Segment Start: Extract to read
Pan-Canadian initiatives in colorectal cancer screening: adopting knowledge translation tools to accelerate uptake and impact
Despite the positive conclusions of several randomized controlled trials and the publication of national recommendations on colorectal cancer (CRC) screening, uptake remained low. The inauguration of the
National Colorectal Cancer Screening Network in 2007, the same year that the first screening program was announced in Canada, provided an opportunity for integrated knowledge translation to accelerate the processes of program implementation and screening uptake.
Two primary aims were identified. The first focused on means to monitor the effects of various implementation plans in delivering high-quality population-based CRC screening. The second focused on identifying and addressing knowledge gaps that may impair screening participation.
The methods used are described in the context of the knowledge-to-action cycle and demonstrate that the initiative itself dictates the point in the cycle at which to start.
Segment End: Extract to read
Segment Start: Excerpted records
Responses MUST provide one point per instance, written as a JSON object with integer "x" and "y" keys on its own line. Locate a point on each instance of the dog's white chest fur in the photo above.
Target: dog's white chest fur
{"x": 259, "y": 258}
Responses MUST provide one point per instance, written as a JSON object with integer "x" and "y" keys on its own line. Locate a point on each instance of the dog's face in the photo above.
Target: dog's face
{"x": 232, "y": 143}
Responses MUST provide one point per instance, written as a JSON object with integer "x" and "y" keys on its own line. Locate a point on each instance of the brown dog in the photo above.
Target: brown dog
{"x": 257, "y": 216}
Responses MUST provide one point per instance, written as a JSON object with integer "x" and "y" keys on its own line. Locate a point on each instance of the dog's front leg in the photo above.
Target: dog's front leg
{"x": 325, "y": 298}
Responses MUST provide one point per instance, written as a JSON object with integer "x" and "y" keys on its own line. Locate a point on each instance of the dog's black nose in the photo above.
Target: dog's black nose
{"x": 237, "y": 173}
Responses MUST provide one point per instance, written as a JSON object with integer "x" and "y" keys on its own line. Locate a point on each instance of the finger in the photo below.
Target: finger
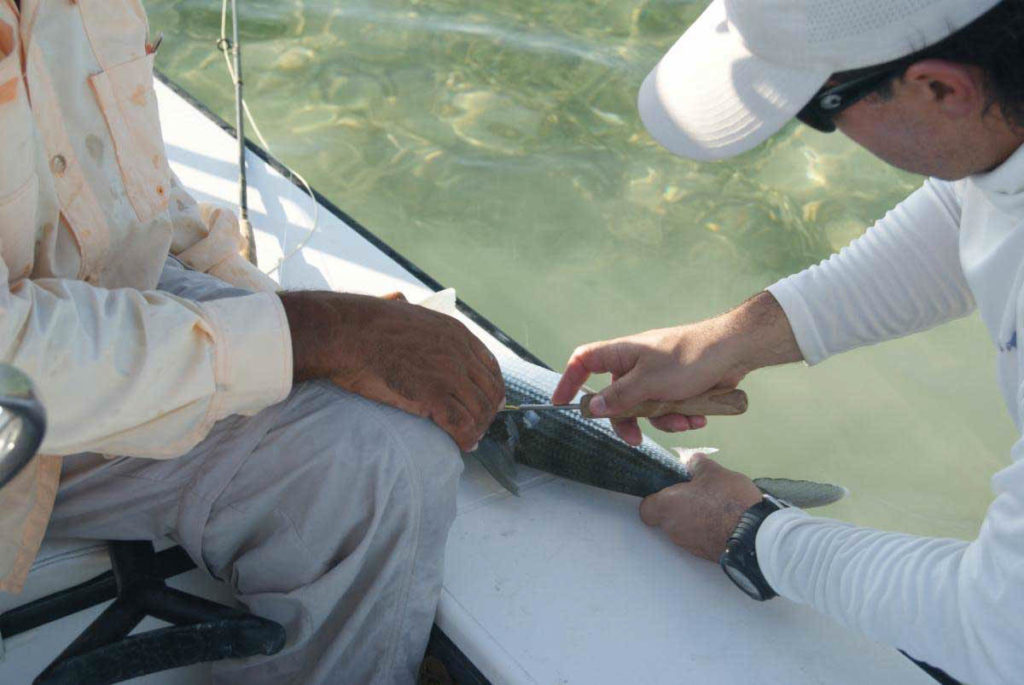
{"x": 619, "y": 397}
{"x": 629, "y": 430}
{"x": 599, "y": 357}
{"x": 672, "y": 423}
{"x": 475, "y": 397}
{"x": 491, "y": 380}
{"x": 651, "y": 509}
{"x": 655, "y": 508}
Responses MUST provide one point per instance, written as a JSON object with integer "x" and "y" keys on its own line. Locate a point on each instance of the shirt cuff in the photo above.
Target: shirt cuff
{"x": 801, "y": 319}
{"x": 253, "y": 352}
{"x": 768, "y": 547}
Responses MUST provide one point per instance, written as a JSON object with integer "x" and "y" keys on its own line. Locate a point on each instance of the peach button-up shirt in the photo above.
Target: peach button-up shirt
{"x": 89, "y": 211}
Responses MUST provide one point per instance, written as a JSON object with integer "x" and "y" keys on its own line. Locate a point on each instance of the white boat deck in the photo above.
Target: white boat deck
{"x": 563, "y": 585}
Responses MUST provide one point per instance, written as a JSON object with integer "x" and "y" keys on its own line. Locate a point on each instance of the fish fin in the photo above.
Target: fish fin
{"x": 803, "y": 494}
{"x": 442, "y": 301}
{"x": 497, "y": 459}
{"x": 685, "y": 454}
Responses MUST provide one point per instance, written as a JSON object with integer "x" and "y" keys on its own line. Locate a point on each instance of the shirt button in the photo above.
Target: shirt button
{"x": 57, "y": 165}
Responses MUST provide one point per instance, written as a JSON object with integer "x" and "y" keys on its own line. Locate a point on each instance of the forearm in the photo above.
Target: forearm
{"x": 758, "y": 334}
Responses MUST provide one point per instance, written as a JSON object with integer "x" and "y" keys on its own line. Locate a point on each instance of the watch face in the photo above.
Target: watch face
{"x": 740, "y": 580}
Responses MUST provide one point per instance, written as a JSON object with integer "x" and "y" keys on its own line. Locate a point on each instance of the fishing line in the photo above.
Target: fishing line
{"x": 225, "y": 45}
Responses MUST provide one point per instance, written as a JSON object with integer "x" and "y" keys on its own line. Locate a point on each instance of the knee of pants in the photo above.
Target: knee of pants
{"x": 432, "y": 457}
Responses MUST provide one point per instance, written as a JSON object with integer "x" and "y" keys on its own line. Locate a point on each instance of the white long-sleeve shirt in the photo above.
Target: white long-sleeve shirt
{"x": 958, "y": 605}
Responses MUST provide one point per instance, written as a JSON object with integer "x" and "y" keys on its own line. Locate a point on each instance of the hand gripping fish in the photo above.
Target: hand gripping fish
{"x": 588, "y": 451}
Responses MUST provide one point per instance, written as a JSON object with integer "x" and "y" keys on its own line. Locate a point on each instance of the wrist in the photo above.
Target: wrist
{"x": 758, "y": 334}
{"x": 739, "y": 561}
{"x": 314, "y": 319}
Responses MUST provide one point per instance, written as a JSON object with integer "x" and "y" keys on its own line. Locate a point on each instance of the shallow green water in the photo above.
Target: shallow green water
{"x": 496, "y": 143}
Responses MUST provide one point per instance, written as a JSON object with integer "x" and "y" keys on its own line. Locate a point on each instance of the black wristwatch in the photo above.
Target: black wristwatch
{"x": 739, "y": 561}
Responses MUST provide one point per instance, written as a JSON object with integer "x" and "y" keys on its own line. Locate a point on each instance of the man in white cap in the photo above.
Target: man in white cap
{"x": 931, "y": 86}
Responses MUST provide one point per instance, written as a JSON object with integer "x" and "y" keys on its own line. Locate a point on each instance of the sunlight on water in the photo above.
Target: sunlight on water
{"x": 497, "y": 144}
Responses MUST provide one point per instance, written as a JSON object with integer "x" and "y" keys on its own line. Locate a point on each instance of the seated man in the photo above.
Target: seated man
{"x": 288, "y": 442}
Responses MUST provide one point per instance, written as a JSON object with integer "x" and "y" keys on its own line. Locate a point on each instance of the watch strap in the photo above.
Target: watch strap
{"x": 741, "y": 547}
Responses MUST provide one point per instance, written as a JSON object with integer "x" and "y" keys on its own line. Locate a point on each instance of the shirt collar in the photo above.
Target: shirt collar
{"x": 1008, "y": 178}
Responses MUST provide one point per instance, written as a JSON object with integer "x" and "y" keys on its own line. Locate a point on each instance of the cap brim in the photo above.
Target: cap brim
{"x": 711, "y": 98}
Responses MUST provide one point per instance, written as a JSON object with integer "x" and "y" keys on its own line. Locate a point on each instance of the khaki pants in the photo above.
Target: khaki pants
{"x": 327, "y": 513}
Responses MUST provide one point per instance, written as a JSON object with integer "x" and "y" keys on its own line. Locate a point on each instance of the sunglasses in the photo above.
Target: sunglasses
{"x": 820, "y": 113}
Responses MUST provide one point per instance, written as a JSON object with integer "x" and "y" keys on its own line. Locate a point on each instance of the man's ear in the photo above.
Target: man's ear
{"x": 955, "y": 89}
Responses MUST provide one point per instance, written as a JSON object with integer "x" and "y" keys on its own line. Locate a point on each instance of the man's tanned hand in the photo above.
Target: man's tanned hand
{"x": 397, "y": 353}
{"x": 680, "y": 362}
{"x": 700, "y": 515}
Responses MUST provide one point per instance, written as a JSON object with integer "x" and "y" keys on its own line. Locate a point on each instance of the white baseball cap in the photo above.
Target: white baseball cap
{"x": 747, "y": 67}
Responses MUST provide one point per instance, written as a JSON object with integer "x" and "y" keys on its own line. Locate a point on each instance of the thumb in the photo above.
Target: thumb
{"x": 622, "y": 395}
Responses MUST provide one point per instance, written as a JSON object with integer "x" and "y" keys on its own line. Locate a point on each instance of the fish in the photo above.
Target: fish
{"x": 588, "y": 451}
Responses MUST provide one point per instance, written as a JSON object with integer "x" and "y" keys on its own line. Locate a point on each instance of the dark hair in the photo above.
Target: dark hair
{"x": 993, "y": 42}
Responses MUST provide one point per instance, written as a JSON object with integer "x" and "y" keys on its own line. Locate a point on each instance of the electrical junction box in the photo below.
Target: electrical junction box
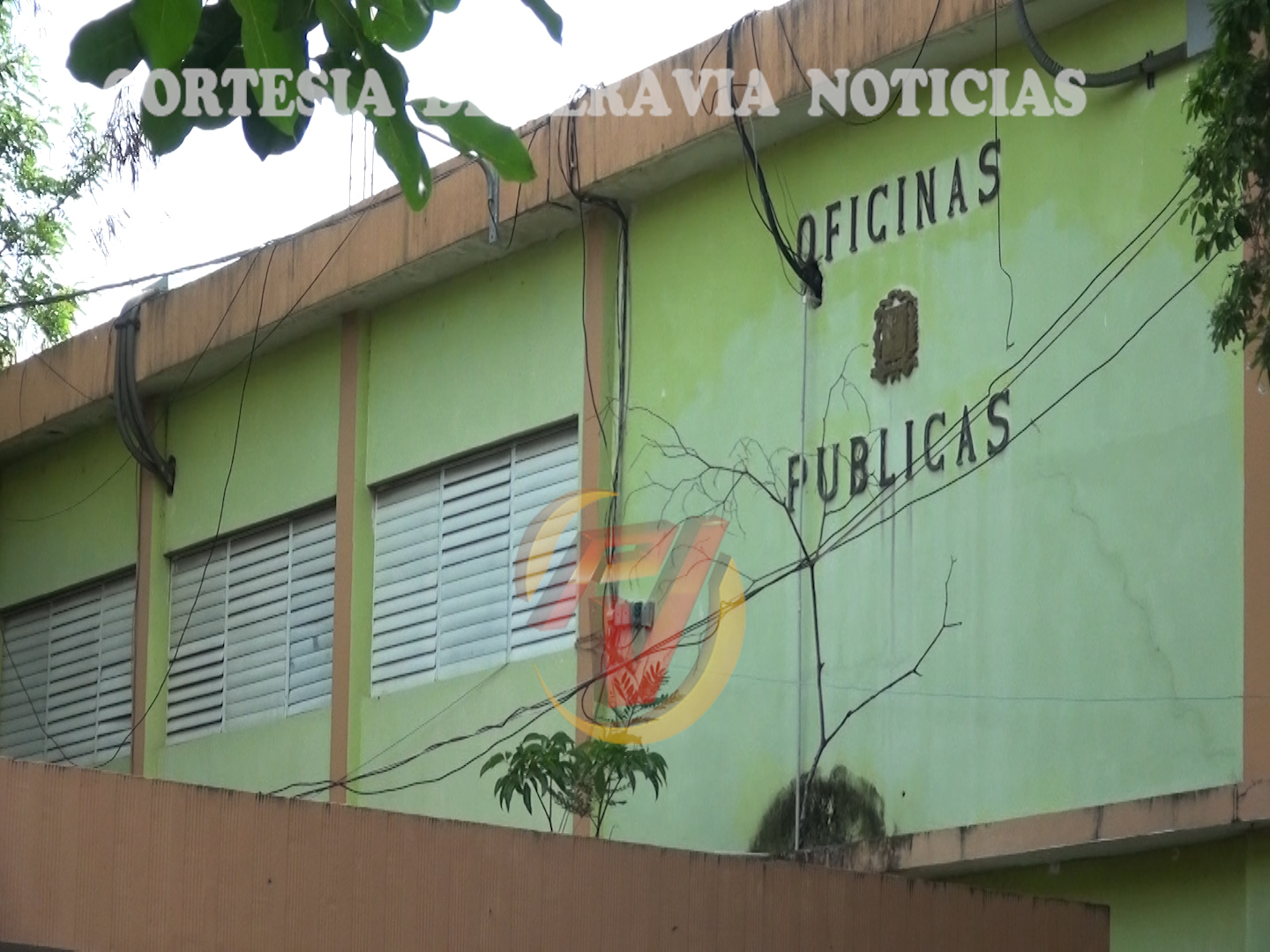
{"x": 1199, "y": 28}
Segment End: Excerpted records
* Your assignment *
Extend the text on colorectal cancer screening in Canada, picking up right after its last sentence.

* Exercise output *
The identified need to monitor various implementation plans resulted in the shared development of a quality determinants document. All programs committed to designing data collection so that core components could be measured and compared; 6 operating programs have conducted the first data collection, which will allow for monitoring and for new knowledge creation as the process develops further. The knowledge gap identification project started with new knowledge creation, which identified a higher-than-expected willingness of Canadians to discuss CRC screening with physicians, but a low level of understanding of screening as a wellnessrelated behaviour. Knowledge translation interventions have been developed with the stakeholders to address those gaps, and ongoing surveys to be carried out later in 2011 will help to gauge progress in the understanding and acceptance of CRC screening by the population.
A national network that engaged all programs, policymakers, experts, and lay representatives successfully used knowledge translation principles to enhance the trajectory of CRC screening in Canada.